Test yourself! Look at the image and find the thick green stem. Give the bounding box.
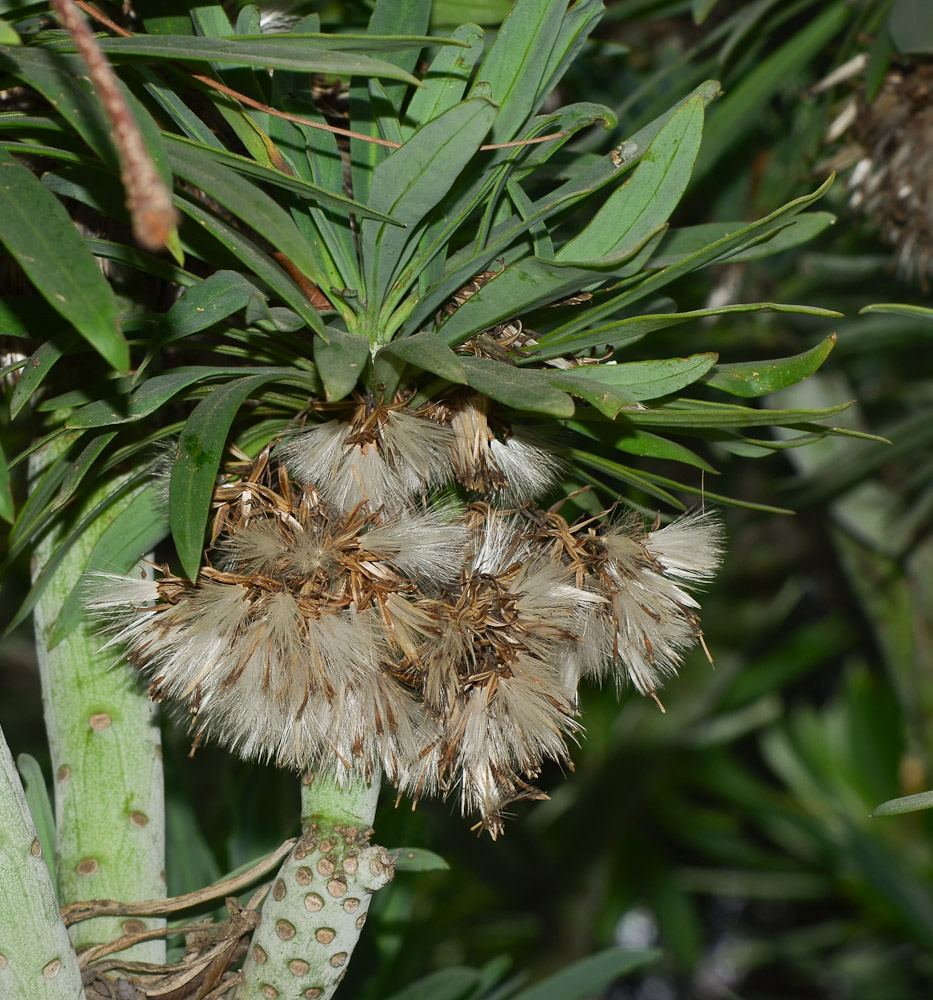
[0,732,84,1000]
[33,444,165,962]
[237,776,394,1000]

* * *

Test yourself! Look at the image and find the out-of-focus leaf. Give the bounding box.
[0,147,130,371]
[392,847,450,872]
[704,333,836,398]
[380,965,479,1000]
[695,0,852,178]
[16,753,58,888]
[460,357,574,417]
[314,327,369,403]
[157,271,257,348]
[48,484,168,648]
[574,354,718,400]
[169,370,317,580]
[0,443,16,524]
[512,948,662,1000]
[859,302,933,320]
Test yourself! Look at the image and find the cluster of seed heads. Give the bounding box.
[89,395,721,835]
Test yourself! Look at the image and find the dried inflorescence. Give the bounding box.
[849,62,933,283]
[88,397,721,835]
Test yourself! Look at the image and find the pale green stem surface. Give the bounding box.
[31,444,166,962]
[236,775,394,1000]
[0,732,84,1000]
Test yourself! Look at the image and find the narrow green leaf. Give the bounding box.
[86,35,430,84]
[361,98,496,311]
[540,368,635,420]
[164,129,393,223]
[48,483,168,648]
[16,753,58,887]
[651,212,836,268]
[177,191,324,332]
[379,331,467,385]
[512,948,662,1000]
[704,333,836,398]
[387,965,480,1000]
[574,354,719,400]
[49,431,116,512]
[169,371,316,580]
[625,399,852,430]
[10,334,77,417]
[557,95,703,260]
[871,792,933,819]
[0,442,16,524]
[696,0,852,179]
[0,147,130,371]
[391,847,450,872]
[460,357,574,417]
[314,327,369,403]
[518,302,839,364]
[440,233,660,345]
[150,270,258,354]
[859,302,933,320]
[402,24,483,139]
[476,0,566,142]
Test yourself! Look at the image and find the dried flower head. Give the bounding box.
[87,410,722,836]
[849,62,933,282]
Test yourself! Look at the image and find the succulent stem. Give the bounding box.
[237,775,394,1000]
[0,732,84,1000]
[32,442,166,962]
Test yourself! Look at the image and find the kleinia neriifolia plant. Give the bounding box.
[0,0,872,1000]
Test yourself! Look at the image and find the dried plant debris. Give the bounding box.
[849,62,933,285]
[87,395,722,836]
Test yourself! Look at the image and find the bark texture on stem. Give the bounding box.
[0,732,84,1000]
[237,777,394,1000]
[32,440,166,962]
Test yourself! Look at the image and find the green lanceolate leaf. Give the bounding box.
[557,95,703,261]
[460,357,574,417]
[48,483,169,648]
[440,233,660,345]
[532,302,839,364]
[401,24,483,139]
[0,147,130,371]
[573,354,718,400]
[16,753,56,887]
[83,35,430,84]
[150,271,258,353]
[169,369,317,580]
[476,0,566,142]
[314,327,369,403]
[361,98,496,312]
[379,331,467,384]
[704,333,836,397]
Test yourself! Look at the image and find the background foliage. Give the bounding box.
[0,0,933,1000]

---

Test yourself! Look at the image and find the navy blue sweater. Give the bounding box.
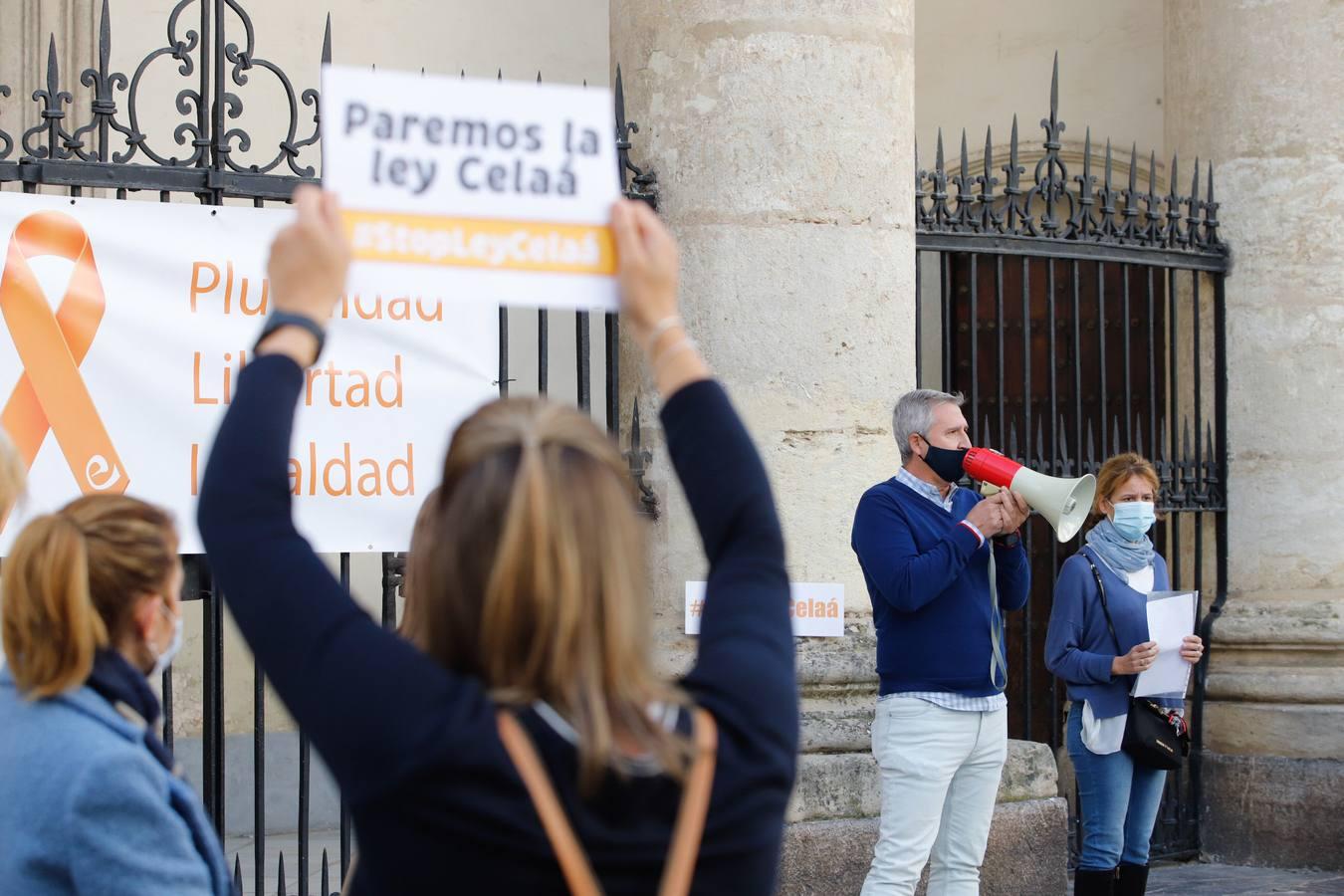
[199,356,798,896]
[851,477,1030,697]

# WRITTEN INSTRUCTION:
Copy the items from the line with "Test yourself! Look at the image and find the succulent" up to and including the line with "[32,440,166,962]", changing "stem" to "stalk" and leaving everything else unchanged.

# ANSWER TO THE EXERCISE:
Test yourself! Look at the image and find the succulent stalk. Give the bounding box.
[237,775,394,1000]
[0,732,84,1000]
[32,442,166,962]
Test yourself! Look at the image and find the kleinia neriifolia plant. Give the bounding box.
[0,0,872,1000]
Test yourself! Look at the image and find the dried plant debris. Give the bounding box.
[849,62,933,285]
[87,395,722,836]
Test yourself! Look at the image and find the bark texture on stalk. Give the bounding box.
[0,732,84,1000]
[237,777,394,1000]
[32,440,166,962]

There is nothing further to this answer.